Objective:
Turn the records below into a numbered list, leaving out any blank lines.

----

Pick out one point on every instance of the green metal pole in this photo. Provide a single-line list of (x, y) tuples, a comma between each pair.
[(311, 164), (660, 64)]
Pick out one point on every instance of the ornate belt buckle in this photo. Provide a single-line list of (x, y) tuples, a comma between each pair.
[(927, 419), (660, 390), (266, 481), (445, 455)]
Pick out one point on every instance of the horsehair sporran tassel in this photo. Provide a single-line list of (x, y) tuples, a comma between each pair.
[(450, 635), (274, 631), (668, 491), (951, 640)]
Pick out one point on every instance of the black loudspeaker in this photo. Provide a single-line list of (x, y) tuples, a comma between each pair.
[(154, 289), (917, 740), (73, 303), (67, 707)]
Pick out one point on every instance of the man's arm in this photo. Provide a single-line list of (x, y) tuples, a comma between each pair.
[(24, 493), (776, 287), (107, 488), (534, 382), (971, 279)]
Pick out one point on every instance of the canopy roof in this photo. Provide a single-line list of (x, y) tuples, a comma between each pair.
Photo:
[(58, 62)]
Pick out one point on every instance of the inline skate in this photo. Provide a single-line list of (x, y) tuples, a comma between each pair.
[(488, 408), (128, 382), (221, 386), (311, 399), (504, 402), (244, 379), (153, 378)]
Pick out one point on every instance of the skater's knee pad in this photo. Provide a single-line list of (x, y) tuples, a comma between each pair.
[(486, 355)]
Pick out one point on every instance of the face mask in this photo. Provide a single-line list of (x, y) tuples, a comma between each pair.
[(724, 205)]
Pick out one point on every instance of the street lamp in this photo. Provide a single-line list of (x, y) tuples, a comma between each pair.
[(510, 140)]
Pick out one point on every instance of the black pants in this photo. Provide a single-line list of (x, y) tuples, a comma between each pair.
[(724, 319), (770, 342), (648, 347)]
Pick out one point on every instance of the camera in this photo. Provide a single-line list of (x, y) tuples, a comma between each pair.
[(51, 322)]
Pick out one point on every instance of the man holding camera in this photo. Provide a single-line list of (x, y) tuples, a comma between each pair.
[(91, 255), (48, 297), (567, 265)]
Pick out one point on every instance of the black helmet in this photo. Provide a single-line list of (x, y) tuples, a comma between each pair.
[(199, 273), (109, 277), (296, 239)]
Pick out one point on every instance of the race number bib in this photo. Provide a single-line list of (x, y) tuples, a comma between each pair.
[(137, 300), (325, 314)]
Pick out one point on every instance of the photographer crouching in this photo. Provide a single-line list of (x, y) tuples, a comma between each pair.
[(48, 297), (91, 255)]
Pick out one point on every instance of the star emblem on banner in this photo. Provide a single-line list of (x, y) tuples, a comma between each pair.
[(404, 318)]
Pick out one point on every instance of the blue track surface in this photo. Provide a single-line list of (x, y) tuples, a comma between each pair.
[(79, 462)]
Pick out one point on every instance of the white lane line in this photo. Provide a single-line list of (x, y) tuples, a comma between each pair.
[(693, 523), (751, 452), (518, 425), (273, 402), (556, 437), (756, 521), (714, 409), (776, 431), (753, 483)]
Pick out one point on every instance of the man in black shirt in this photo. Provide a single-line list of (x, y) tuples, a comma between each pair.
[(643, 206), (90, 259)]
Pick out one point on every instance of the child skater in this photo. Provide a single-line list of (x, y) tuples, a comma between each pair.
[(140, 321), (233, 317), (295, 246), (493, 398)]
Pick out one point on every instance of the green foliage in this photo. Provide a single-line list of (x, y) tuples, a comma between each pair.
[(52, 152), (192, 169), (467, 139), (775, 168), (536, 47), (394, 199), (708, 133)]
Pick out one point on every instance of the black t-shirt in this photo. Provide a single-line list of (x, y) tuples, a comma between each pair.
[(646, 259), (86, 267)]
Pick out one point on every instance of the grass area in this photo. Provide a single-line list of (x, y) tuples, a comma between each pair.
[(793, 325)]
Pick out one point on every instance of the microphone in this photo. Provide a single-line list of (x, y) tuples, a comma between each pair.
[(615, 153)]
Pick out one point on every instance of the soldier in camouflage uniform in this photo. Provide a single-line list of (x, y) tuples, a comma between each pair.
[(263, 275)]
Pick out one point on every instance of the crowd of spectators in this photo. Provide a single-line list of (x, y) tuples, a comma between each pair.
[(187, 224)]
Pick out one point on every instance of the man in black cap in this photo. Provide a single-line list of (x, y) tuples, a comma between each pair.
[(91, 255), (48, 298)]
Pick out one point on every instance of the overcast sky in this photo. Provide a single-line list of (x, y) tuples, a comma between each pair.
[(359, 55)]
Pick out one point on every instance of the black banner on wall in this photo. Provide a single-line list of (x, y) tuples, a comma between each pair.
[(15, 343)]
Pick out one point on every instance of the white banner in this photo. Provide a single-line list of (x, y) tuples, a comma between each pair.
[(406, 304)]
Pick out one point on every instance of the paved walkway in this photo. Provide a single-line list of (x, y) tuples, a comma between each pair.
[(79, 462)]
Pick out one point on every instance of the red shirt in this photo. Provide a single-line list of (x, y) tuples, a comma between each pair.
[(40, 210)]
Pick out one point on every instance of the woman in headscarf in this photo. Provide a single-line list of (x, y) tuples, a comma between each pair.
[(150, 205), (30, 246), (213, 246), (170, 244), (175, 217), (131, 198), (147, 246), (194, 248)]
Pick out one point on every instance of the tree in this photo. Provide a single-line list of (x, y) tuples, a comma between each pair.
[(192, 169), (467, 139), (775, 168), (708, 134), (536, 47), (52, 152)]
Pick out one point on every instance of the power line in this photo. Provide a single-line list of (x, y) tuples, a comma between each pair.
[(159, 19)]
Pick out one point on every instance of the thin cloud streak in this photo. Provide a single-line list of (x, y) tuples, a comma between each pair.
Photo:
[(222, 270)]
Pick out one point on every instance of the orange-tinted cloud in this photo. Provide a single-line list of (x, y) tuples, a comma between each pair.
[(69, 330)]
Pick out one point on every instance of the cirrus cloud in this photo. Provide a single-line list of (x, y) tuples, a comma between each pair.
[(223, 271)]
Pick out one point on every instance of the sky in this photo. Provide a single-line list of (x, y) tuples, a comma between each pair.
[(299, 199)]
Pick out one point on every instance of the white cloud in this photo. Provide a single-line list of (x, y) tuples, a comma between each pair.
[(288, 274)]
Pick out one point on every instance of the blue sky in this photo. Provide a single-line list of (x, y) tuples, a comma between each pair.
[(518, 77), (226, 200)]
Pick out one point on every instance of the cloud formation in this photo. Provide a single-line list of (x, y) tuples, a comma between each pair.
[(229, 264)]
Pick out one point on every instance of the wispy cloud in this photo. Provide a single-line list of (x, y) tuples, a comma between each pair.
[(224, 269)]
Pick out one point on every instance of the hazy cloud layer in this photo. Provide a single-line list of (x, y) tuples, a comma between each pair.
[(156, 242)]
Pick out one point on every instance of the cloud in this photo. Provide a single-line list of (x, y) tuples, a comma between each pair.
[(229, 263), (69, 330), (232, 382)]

----

Final result:
1. Pick out one point on every instance of the green metal pole in this photo. Provide a single-line list of (x, y) tuples, a comma between each pair.
2. [(311, 164), (660, 64)]
3. Pick out one point on every instance of the ornate belt buckle in this photo. Provide a single-line list of (x, y) tuples, a comma between each pair.
4. [(927, 419), (660, 390), (266, 481), (445, 455)]
5. Pick out one point on every instance of the horsehair sporran tassel in this photo. Provide a single-line list of (x, y) tuples, a comma between each pair.
6. [(450, 635), (274, 631), (668, 491), (951, 640)]
7. Pick out one point on every instance of the black loudspeaker in this photo. Provide a single-line list of (x, y) tuples, a comma between each pair.
8. [(154, 289), (917, 740), (73, 303), (67, 707)]
9. Pick out one point on every instance of the man's arm in this photo. Provide a single-line list of (x, y) tuples, a comma between each pair.
10. [(24, 493), (776, 287), (107, 488), (534, 382), (971, 279)]
11. Pick out one point on every instance of the canopy roof in this photo. Provide a single-line list of (x, y) tuples, a comma between each pair.
12. Photo:
13. [(58, 62)]
14. Pick out one point on every instance of the inline skate in this photo. Provide a single-line list of (x, y) tuples, a comma between each pair.
15. [(488, 408), (128, 382), (221, 386), (311, 399), (504, 402), (244, 379), (153, 378)]
16. Pick out one point on every instance of the skater's knee pad in this photo. Provide a single-line list of (x, y) tuples, a comma between each pair.
17. [(486, 355)]
18. Pick out one point on every instance of the face mask in this photo. Provide a single-line list of (x, y) tuples, a comma between each pair.
19. [(724, 205)]
20. Pick out one point on every instance of the street lamp in this photo. Provide a single-line list of (x, y) tuples, a comma between each pair.
21. [(510, 140)]
22. Pick out one point on every instance of the black pants in this photo. Provide a single-line list of (x, y) tuples, a comma between each pair.
23. [(724, 319), (770, 342), (648, 347)]
24. Pick out one point on every instance of the camera in this photo. Provide a single-line list of (x, y) tuples, a comma between each pair.
25. [(51, 322)]
26. Pick out one point on every instance of the man holding camera in this photo. Provide a single-line list of (x, y) tuples, a comma between each pair.
27. [(91, 255), (48, 297), (567, 265)]
28. Pick out one point on every instance of the black helmet in this photo. Provide a single-line list of (x, y) tuples, a comma between each pair.
29. [(199, 273), (109, 277), (296, 239)]
30. Pick out one point on every instance of the race number bib in this photo. Provide a single-line list of (x, y) tuples, a comma between each pair.
31. [(137, 300), (325, 314)]
32. Pick out one point on every instance of the photographer crouching in this photo. Provide a single-line list of (x, y) tuples, a comma between each pair.
33. [(48, 297), (91, 255)]
34. Pick out one point on every instance of the star emblem on banner in this photo. Provide a single-line list of (x, y) tuples, a comma between each pair.
35. [(404, 318)]
36. Pick out one point on every instance of the blue track surface in this photo. Provide a single-line list of (x, y) tuples, a comma between each pair.
37. [(79, 462)]
38. Pick out one point on every instance of the white lane line in this photo. Provide a single-line list of (x, y) tuples, a comma between each pair.
39. [(693, 523), (751, 452), (518, 425), (273, 402), (556, 437), (756, 521), (714, 409), (776, 431), (753, 483)]
40. Pick out one point on every instance of the man in black shirt in this photo. Provide a single-line list of (x, y) tuples, a comma between each pair.
41. [(643, 206), (90, 259)]
42. Pick out one point on every instance of the child skater in this photo. Provide a single-line list of (x, y) tuples, a comma between each pair.
43. [(140, 321), (233, 317), (295, 246), (493, 398)]
44. Pick out one point on every instance of the green foliage in this photo. Provide a single-line list of (x, y) tuples, a comma between each pair.
45. [(52, 152), (192, 169), (467, 139), (775, 168), (536, 47), (394, 199), (708, 133)]
46. Pick out one point on every instance of the black t-shirt in this photo. Provide a single-line list of (x, y) tuples, a comma between each pair.
47. [(646, 259), (86, 267)]
48. Pick out one point on every instance of the grass area in this photo. Provide a single-line list of (x, y) tuples, a comma between each pair.
49. [(793, 325)]
50. Pick out one point on every instance of the microphone in this photo. Provide a single-line list of (x, y) tuples, a comma between each pair.
51. [(615, 153)]
52. Pick out one point on every instance of the soldier in camouflage uniform in this photo. Provide a single-line list of (x, y) tuples, a comma between each pair.
53. [(263, 275)]
54. Pick out one point on every instance of the crowd of spectators in this photo. Provide a single-line list of (x, y) tuples, a comma between each pair.
55. [(187, 224)]
56. Pick out one point on every instance of the man in black cap in this photo. Provide a single-line list of (x, y) tuples, a comma between each pair.
57. [(91, 255), (48, 298)]
58. Pick out one point on every instance of the overcast sky in this photo. Provide a single-line list of (x, y) tuples, a comma between each pair.
59. [(359, 55)]
60. Pick out one point on every instance of the black banner on wall in this photo. Provide a single-line list of (x, y) tuples, a comma between each pair.
61. [(15, 343)]
62. Pick out one point on every instance of the white banner in this photo. Provide a single-line list of (x, y) tuples, a comma between each pair.
63. [(406, 304)]
64. Pick out one point on every instance of the paved walkway in this photo. Provide a single-line list of (x, y) tuples, a comma between each pair.
65. [(79, 462)]
66. Pick out one point on every instance of the red shirt in this photo. Provide a single-line list of (x, y) tuples, a comma between each pair.
67. [(40, 210)]
68. Pick out one point on every instance of the woman in headscarf in this photo. Provide a single-line list of (x, y) tuples, a comma between each pair.
69. [(150, 205), (30, 246), (213, 246), (170, 244), (175, 217), (131, 198), (147, 246), (194, 248)]
70. Pick out one point on every instance of the tree in this photo. Provide a single-line list of (x, y) tuples, a comma between each pair.
71. [(192, 169), (467, 139), (775, 168), (708, 134), (536, 47), (52, 152)]
72. Pick out one point on every instance of the power line in this photo. Provide a single-line list of (x, y) tuples, a comma between each pair.
73. [(159, 19)]
74. Pick out one point on every instance of the thin cloud streak in this photo. Provide a single-line list of (x, y) tuples, a comma between each pair.
75. Photo:
76. [(222, 270)]
77. Pick out one point on every instance of the orange-tinted cloud in this photo. Provide a single-line list of (x, y) tuples, a comma between each pair.
78. [(69, 330)]
79. Pick out one point on every instance of the cirrus cloud in this photo. Provide a single-line list of (x, y) tuples, a comma between each pair.
80. [(223, 271)]
81. Pick out one point on every instance of the sky in this photo. Provide a single-line list of (x, y) tuples, a comma between each pair.
82. [(299, 199)]
83. Pick out one point on every instance of the white cloud in this photo. Provide a single-line list of (x, y) tuples, a comma between each pair.
84. [(288, 274)]
85. Pick out one point on every instance of the blue sky in this photo. Provide a single-line list of (x, y) tuples, a comma between each pair.
86. [(518, 77), (226, 200)]
87. Pick out one point on every instance of the cloud formation in this photo. Provide a single-line list of (x, y) tuples, a comma between each pair.
88. [(229, 264)]
89. Pick out one point on every instance of the wispy cloud in this photo. Provide a single-line list of (x, y) tuples, a comma between each pair.
90. [(224, 269)]
91. Pick out one point on every instance of the hazy cloud layer in this photo. Provide a single-line list of (x, y) tuples, a comma between each pair.
92. [(156, 242)]
93. Pick out one point on every instance of the cloud in this photo. Provide a single-line list of (x, y) tuples, a comma between each pair.
94. [(229, 263), (69, 330), (232, 382)]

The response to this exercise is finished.